GIVEN REQUEST —
Return, in full, each line of the entries below that contains the word "plank". Case counts.

MATERIAL FOR THIS EXERCISE —

────────────────────────────────────────

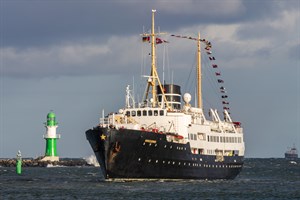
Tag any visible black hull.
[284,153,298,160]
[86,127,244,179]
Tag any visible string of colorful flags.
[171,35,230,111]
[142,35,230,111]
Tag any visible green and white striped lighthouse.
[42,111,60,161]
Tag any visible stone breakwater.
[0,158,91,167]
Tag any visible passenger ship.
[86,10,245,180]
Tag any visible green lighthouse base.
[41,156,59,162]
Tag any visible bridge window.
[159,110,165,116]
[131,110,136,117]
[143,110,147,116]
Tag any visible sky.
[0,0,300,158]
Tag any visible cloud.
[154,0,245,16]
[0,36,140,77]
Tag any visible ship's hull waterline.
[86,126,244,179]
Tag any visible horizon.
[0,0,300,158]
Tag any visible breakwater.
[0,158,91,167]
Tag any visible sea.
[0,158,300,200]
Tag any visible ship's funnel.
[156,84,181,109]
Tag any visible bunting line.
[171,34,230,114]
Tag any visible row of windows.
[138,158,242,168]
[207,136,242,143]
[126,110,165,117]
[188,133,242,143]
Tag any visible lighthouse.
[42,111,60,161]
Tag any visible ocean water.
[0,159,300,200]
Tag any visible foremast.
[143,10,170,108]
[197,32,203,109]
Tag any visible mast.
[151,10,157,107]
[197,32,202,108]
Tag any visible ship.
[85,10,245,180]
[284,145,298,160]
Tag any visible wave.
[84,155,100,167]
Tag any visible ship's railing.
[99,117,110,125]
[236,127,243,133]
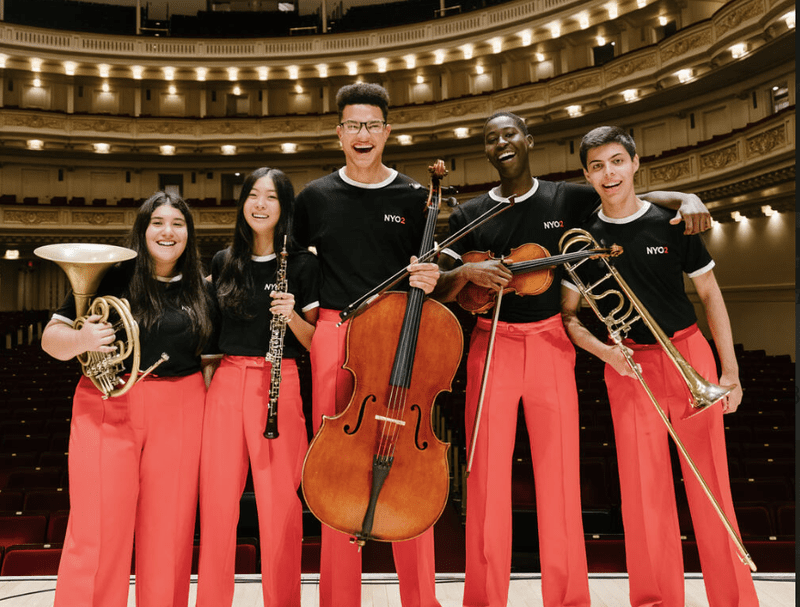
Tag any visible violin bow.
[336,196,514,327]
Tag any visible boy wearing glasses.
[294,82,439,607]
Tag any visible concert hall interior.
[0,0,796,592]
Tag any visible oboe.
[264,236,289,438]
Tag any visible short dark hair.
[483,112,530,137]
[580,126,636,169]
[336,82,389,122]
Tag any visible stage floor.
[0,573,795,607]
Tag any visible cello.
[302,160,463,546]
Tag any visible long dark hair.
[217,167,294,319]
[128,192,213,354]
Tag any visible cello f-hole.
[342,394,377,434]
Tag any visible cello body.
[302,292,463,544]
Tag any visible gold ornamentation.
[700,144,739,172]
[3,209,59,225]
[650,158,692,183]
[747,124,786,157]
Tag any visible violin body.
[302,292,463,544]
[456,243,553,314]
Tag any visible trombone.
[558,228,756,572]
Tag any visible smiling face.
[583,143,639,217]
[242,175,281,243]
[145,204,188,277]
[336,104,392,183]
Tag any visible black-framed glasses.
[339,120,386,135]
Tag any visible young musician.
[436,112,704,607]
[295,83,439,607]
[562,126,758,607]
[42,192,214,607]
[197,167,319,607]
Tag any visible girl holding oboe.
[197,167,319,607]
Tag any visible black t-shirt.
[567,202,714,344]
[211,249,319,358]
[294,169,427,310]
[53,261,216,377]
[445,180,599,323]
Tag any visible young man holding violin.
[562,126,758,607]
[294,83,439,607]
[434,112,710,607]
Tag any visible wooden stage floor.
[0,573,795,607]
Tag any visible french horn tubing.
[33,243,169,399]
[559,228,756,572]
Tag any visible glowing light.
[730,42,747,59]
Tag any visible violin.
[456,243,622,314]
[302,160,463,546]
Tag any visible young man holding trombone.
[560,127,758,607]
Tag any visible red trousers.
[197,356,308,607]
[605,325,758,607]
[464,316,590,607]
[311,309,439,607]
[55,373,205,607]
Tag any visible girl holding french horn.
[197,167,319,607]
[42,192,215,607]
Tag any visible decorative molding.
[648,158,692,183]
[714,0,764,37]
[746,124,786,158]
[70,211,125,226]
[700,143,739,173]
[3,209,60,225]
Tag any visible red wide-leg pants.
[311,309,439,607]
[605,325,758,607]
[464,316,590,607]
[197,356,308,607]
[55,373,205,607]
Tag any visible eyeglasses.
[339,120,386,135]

────────────────────────────────────────

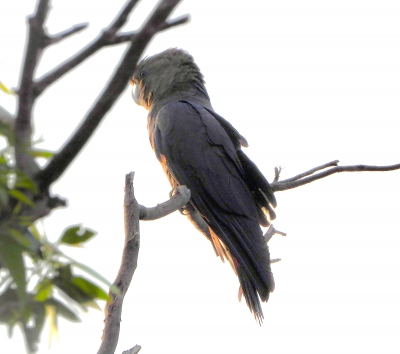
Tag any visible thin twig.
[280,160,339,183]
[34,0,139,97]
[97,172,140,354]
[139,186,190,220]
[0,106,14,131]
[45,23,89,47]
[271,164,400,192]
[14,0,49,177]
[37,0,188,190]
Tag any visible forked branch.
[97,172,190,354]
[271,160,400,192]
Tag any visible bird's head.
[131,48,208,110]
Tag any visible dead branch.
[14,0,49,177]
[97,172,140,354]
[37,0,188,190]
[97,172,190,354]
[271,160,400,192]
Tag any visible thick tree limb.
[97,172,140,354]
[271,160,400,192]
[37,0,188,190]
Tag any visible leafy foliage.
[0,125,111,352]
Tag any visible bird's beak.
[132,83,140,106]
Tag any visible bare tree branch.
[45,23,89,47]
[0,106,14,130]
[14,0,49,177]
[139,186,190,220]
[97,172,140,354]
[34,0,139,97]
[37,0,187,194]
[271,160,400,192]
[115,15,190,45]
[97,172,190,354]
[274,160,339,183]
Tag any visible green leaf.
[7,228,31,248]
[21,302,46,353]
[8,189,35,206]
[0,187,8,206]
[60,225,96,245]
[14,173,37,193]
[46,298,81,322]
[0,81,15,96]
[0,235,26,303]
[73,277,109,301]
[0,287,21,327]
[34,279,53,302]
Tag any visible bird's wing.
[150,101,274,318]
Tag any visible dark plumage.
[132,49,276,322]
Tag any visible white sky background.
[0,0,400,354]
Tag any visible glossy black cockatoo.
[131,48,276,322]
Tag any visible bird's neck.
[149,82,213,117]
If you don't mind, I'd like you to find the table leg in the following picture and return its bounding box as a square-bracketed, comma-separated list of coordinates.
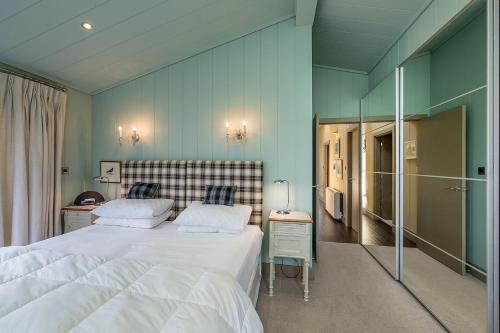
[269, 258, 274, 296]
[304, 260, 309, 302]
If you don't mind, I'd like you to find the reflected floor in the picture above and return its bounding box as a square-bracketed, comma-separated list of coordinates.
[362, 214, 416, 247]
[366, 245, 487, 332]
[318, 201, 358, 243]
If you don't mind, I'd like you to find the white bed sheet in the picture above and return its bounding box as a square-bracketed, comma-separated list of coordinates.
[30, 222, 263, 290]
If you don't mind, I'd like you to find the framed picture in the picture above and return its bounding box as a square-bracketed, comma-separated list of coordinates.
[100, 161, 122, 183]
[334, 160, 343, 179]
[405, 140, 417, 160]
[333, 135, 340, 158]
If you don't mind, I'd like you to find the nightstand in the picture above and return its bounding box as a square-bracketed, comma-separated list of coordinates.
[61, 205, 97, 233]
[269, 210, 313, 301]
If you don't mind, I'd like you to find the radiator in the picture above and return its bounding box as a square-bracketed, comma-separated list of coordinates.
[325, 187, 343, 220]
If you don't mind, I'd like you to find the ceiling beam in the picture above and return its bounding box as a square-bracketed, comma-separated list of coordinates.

────────────────────────────────────────

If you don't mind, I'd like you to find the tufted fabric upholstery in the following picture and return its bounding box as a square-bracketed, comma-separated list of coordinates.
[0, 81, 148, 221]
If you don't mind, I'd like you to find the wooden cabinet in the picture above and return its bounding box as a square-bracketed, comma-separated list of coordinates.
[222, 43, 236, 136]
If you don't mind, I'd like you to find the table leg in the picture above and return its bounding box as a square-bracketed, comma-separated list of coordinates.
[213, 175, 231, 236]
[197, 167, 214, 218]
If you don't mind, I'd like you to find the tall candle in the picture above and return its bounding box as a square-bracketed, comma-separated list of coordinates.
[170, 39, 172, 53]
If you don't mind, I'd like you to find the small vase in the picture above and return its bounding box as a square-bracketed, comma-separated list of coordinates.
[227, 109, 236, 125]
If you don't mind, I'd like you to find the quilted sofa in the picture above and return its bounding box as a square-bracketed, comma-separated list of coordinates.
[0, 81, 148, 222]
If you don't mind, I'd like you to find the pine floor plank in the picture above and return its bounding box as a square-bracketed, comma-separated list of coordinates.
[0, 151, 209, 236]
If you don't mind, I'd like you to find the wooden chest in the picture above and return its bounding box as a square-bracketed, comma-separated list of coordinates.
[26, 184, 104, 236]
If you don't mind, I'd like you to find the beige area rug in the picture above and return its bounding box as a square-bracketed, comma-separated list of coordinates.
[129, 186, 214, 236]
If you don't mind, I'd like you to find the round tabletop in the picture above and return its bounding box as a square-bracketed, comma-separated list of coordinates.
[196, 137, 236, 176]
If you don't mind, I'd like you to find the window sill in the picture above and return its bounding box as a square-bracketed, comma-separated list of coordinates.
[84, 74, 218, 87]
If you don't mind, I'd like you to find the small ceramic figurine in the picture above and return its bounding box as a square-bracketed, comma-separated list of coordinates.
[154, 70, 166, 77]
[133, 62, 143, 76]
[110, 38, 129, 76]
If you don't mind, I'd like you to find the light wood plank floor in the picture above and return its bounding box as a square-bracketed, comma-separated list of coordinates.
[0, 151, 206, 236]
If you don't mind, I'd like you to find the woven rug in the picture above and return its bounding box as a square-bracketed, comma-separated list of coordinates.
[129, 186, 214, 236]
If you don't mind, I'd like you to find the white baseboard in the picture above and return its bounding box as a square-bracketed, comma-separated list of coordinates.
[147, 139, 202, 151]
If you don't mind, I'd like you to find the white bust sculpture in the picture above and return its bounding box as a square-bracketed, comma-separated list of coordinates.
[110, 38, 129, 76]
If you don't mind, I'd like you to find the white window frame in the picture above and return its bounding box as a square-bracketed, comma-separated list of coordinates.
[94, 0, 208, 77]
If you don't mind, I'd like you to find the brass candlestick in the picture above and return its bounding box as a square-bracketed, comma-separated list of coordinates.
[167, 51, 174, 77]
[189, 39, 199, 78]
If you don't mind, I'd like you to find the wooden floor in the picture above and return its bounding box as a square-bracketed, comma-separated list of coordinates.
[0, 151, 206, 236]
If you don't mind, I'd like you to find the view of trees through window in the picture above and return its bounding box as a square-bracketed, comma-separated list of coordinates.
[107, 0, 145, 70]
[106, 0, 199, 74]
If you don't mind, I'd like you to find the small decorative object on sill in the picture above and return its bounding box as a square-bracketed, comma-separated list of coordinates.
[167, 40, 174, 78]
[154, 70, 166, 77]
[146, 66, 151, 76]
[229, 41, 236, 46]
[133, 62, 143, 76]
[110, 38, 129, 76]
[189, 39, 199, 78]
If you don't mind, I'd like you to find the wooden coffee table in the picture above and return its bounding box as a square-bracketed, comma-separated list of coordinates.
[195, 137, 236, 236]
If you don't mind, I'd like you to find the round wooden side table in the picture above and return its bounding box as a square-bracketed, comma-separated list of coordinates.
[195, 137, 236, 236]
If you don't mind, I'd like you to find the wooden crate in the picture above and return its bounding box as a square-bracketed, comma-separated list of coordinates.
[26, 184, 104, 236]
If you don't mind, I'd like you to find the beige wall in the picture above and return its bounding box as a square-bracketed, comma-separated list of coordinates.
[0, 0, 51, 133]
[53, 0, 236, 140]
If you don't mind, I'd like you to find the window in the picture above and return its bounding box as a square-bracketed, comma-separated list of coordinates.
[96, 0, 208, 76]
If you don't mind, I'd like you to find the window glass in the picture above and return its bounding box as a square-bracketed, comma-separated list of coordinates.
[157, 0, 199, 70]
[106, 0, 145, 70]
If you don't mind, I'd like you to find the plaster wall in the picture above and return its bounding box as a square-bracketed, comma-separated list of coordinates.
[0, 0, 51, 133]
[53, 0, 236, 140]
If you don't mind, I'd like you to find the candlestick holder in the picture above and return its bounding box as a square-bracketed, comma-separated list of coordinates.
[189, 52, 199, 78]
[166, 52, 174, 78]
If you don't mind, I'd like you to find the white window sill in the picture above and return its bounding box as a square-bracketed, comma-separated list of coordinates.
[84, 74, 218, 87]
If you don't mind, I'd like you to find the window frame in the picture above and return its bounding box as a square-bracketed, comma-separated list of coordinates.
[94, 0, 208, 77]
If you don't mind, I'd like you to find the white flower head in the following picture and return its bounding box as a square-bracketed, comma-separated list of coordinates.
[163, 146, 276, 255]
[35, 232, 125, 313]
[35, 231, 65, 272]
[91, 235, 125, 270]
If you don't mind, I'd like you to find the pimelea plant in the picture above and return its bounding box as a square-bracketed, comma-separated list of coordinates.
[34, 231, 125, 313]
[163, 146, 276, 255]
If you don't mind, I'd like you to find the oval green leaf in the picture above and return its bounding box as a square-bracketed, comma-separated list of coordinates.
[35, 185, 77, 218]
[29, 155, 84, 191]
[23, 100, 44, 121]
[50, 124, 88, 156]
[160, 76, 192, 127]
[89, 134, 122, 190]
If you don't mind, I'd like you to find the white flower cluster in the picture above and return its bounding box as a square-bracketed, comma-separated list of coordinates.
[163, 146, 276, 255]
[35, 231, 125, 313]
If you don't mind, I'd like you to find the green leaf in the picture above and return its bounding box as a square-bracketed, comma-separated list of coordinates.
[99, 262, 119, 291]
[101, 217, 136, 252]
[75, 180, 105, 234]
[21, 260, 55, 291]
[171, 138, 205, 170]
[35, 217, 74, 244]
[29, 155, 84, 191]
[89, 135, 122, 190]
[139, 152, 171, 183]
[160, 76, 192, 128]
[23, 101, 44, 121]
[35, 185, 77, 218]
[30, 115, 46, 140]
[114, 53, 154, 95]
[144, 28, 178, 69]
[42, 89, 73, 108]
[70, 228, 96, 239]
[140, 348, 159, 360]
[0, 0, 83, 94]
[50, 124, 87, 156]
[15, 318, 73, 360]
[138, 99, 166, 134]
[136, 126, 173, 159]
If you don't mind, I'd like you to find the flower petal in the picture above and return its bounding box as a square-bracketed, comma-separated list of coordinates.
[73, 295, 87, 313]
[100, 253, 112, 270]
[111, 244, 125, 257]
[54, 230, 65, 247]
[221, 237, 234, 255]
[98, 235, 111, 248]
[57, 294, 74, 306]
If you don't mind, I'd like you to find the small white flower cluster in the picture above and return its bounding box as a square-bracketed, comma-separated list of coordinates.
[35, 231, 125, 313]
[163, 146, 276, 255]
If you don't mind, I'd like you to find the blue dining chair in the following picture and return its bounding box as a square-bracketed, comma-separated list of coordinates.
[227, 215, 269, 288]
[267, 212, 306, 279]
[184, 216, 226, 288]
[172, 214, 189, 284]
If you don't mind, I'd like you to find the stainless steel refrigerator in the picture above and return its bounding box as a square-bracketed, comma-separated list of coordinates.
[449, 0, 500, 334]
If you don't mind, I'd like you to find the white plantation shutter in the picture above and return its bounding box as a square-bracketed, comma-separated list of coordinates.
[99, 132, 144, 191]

────────────────────────────────────────

EXPECTED OUTPUT —
If you don't mind, I'd like you to find the pine floor plank in the picture above and return its bounding box as a square-bracketed, comma-separated list of coordinates.
If you don't mind, I'd like you to find the light wood plank floor in the picture above and return its bounding box as a square-bracketed, comma-separated list of coordinates.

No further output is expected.